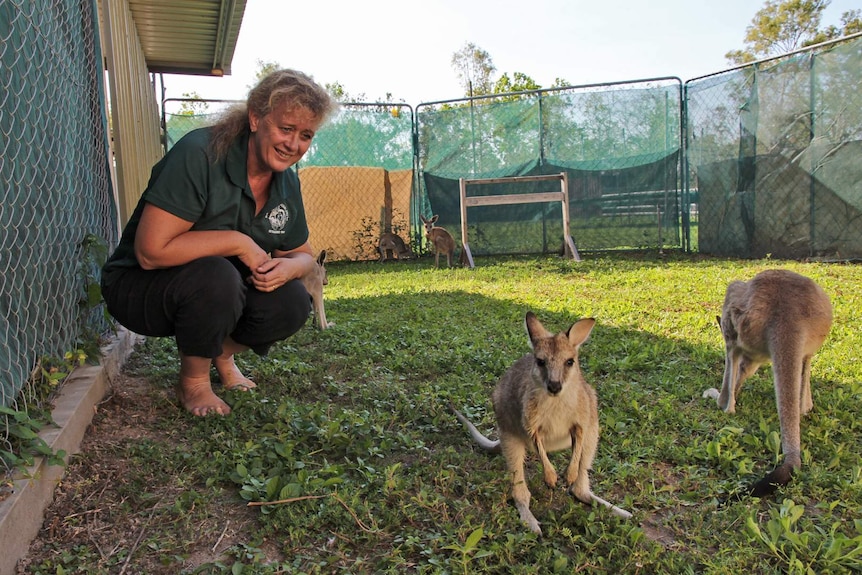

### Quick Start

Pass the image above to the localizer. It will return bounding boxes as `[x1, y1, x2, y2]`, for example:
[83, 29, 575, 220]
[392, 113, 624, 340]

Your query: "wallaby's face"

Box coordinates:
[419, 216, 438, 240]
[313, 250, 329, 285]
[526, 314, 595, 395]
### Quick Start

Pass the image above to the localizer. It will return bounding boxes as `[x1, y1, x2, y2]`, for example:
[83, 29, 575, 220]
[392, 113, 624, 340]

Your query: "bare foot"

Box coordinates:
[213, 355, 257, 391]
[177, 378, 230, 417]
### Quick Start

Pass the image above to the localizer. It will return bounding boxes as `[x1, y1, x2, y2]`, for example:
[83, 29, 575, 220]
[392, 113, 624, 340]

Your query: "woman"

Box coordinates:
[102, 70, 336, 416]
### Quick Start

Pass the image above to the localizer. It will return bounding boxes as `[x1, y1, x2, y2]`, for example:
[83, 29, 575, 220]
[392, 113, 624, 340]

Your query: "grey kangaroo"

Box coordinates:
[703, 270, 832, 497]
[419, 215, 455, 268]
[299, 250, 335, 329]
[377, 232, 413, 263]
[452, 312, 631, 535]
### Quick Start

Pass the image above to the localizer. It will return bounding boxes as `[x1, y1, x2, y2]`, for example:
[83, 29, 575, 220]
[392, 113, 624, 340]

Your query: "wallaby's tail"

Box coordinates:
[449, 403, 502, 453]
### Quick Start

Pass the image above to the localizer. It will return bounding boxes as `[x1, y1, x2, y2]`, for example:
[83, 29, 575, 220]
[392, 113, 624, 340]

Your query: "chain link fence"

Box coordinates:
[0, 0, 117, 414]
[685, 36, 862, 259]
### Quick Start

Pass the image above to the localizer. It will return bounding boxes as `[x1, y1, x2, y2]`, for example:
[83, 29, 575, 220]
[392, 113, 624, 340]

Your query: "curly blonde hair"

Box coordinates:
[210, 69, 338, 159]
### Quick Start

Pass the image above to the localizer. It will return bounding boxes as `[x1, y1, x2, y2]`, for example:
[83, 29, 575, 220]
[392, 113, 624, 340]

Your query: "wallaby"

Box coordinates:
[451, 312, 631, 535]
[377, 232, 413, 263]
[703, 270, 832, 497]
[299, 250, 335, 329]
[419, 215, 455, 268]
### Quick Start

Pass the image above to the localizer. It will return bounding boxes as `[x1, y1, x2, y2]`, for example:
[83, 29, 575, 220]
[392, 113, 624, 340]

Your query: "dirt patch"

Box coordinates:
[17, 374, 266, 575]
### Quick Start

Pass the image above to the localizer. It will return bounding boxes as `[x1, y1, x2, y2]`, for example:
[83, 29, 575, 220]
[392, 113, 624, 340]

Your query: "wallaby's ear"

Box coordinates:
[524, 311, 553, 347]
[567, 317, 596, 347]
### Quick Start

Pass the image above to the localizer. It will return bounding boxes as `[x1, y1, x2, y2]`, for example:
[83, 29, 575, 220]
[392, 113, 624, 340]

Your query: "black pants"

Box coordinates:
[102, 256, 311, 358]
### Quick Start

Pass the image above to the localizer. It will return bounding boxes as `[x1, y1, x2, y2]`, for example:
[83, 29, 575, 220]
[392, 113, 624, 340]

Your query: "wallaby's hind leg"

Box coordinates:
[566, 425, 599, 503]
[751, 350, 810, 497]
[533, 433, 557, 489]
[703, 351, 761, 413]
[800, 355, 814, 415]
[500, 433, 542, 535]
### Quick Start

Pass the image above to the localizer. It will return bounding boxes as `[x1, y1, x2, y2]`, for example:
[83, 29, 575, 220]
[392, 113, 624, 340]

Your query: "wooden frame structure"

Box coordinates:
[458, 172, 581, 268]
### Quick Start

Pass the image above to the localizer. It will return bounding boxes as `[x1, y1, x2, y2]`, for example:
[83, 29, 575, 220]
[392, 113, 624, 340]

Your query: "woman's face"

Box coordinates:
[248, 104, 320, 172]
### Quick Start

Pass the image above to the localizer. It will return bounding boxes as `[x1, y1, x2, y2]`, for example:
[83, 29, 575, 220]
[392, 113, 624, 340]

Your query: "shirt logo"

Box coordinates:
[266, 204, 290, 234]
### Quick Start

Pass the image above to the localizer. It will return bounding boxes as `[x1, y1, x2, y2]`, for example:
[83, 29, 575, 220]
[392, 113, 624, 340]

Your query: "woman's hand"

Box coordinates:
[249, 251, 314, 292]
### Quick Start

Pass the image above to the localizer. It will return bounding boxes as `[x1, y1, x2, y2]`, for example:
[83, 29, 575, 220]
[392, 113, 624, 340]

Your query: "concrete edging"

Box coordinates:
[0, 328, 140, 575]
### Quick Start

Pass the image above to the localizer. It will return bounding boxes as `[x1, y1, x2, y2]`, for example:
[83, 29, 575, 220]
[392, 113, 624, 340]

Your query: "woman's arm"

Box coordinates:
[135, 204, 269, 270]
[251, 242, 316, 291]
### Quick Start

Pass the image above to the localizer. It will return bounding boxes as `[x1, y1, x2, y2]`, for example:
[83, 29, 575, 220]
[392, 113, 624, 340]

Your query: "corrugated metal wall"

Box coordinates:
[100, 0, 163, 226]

* * *

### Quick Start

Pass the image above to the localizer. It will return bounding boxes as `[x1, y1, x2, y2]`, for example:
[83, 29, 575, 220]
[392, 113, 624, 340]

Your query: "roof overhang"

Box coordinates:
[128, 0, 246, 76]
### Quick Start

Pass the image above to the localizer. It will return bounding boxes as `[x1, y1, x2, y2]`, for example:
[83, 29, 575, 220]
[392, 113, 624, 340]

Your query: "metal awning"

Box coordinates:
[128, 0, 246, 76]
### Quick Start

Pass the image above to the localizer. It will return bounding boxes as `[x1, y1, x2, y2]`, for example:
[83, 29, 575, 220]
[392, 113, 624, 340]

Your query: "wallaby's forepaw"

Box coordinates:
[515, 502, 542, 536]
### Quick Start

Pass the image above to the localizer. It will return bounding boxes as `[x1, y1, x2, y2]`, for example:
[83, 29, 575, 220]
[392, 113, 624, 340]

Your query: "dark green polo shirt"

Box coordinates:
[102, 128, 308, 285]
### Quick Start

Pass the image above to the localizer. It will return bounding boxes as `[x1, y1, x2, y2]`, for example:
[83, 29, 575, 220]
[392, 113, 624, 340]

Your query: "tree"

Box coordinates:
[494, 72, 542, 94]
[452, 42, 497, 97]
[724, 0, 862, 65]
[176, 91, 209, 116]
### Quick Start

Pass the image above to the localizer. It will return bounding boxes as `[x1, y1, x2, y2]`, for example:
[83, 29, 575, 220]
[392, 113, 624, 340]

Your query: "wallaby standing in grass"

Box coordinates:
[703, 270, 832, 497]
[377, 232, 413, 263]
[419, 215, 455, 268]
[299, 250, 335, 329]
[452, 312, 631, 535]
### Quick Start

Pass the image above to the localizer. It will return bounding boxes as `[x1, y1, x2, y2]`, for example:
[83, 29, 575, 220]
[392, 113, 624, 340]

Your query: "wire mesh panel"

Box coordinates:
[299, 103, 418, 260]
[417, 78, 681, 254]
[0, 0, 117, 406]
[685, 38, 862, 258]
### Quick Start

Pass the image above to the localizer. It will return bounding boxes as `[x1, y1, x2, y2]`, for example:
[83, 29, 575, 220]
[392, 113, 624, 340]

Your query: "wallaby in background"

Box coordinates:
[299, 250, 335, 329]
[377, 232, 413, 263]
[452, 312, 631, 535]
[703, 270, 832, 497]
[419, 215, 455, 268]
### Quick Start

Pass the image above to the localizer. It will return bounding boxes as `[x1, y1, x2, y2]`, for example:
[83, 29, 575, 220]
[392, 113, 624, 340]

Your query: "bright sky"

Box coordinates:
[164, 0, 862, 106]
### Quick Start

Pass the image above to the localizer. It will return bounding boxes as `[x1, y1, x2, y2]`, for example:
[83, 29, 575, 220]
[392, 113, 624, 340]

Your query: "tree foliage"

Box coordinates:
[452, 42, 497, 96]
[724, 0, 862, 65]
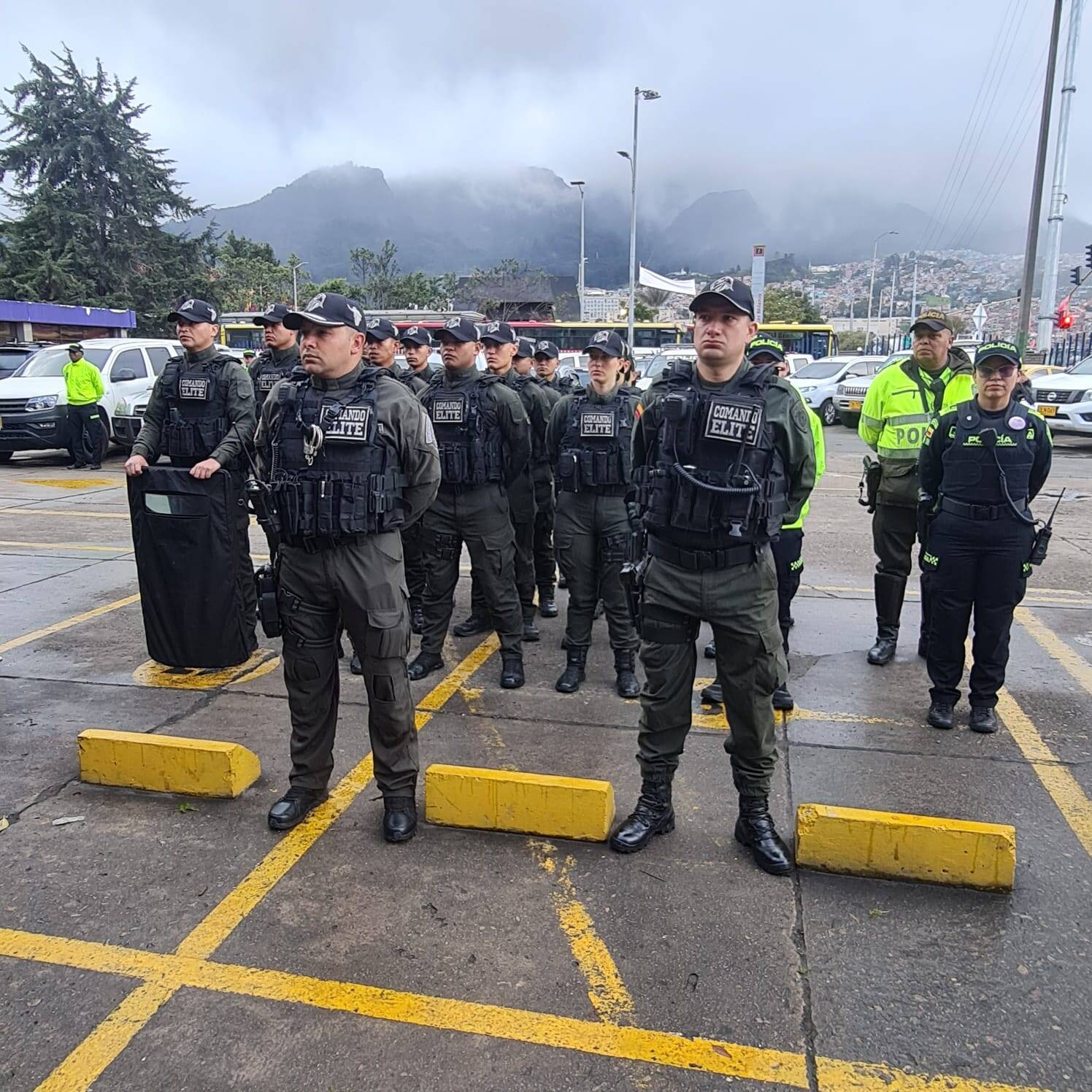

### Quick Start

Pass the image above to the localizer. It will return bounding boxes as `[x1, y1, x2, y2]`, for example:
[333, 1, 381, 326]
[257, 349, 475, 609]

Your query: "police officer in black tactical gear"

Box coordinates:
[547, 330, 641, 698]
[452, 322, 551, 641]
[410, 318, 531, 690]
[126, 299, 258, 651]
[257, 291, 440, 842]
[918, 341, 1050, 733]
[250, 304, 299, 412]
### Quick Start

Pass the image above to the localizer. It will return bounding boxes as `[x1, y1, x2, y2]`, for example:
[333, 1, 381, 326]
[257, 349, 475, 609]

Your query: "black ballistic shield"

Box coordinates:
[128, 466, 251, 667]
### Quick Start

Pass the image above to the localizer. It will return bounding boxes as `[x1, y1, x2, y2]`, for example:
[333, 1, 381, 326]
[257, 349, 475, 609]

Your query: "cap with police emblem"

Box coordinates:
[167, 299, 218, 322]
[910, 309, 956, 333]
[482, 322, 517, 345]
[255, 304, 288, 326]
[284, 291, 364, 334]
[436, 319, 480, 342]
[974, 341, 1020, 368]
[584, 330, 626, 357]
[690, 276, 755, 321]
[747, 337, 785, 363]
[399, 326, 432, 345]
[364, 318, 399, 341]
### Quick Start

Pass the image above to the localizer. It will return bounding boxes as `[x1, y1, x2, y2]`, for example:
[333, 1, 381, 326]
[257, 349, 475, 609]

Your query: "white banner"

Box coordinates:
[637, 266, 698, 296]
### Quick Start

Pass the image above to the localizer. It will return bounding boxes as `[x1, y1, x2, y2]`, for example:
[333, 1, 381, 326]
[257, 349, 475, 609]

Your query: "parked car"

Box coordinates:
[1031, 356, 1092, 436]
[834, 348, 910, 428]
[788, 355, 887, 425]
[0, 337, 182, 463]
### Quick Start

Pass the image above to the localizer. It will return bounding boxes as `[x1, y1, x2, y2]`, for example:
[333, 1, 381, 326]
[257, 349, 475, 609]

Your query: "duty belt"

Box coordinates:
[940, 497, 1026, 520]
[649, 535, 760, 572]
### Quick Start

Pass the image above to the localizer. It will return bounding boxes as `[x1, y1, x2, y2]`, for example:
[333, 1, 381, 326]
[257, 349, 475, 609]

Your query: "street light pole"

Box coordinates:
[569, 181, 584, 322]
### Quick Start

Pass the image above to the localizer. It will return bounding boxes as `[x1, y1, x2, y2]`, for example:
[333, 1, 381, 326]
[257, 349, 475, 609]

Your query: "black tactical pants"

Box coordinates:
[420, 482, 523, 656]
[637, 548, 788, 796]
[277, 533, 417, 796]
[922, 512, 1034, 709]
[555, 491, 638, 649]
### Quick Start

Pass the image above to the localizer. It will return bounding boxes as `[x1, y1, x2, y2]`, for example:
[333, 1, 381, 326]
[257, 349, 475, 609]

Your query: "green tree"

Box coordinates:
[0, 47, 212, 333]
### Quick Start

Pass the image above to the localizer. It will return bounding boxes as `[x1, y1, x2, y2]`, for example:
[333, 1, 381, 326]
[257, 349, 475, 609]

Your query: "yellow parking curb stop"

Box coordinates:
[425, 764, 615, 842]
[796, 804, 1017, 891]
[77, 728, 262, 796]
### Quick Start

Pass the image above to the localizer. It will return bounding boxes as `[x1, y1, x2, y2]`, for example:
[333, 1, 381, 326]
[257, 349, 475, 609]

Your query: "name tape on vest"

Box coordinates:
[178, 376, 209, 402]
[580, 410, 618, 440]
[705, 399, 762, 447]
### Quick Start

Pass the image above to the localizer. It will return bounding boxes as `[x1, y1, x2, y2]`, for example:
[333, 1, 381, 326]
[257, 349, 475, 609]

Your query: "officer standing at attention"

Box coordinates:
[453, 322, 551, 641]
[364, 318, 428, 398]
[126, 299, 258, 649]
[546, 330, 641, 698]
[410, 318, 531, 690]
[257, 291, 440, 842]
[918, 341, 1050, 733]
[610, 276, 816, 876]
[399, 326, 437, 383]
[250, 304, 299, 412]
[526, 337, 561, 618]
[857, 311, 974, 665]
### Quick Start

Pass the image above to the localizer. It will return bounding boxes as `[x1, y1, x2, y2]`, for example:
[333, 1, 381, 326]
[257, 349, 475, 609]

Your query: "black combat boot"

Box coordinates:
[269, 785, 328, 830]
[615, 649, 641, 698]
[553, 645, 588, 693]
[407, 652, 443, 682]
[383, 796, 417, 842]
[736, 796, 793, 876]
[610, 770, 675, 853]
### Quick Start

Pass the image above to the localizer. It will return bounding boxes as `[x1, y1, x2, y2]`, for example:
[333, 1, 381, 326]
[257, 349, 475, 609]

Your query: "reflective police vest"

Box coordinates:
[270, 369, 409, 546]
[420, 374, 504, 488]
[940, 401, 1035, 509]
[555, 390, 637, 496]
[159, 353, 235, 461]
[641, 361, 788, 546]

...

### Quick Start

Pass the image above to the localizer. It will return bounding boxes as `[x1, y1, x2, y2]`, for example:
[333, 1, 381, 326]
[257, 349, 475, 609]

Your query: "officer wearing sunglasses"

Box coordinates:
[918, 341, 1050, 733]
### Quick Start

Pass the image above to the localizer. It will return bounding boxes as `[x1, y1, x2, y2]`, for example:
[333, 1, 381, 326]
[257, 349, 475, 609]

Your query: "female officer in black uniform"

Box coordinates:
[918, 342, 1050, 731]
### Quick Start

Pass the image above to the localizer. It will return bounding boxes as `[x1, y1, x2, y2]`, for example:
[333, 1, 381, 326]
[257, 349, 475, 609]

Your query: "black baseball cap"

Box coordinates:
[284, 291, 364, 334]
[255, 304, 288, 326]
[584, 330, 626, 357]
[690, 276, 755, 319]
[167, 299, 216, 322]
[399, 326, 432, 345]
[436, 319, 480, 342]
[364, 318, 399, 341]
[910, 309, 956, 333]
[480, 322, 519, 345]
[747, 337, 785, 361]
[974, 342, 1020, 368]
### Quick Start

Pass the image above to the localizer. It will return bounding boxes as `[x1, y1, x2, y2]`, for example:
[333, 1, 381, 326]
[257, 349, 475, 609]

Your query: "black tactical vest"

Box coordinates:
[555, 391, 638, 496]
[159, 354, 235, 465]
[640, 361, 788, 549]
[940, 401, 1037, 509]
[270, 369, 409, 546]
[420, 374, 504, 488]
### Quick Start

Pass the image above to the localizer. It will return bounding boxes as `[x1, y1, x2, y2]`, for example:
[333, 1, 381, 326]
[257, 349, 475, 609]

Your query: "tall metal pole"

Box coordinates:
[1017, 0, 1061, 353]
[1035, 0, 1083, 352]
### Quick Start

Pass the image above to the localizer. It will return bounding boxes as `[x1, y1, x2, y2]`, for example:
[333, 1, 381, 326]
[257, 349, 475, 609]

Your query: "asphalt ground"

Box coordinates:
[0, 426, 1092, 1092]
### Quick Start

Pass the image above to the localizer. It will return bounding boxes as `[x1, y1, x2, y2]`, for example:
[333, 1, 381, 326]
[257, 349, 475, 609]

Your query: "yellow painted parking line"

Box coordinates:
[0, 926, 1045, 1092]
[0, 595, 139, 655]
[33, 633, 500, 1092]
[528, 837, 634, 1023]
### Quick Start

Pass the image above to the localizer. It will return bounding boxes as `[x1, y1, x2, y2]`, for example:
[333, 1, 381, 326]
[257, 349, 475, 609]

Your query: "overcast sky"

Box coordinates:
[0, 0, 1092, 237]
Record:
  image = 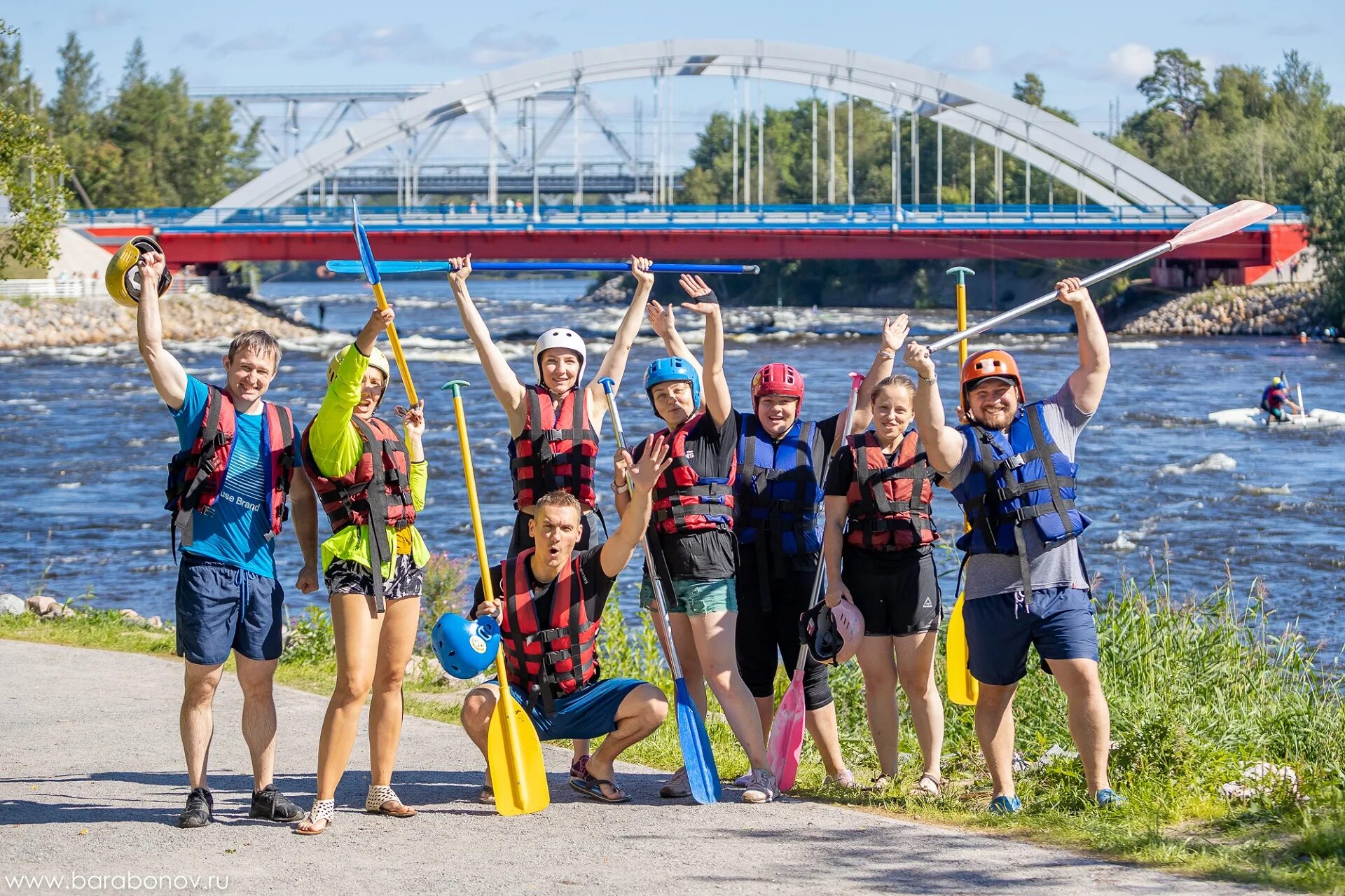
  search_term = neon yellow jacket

# CHALLENGE:
Count the lines in the material above that contain the string "face", treating uppercase and lowercase as different. Reply with the number only.

# SOLUTION FOR THIS PROBLEM:
2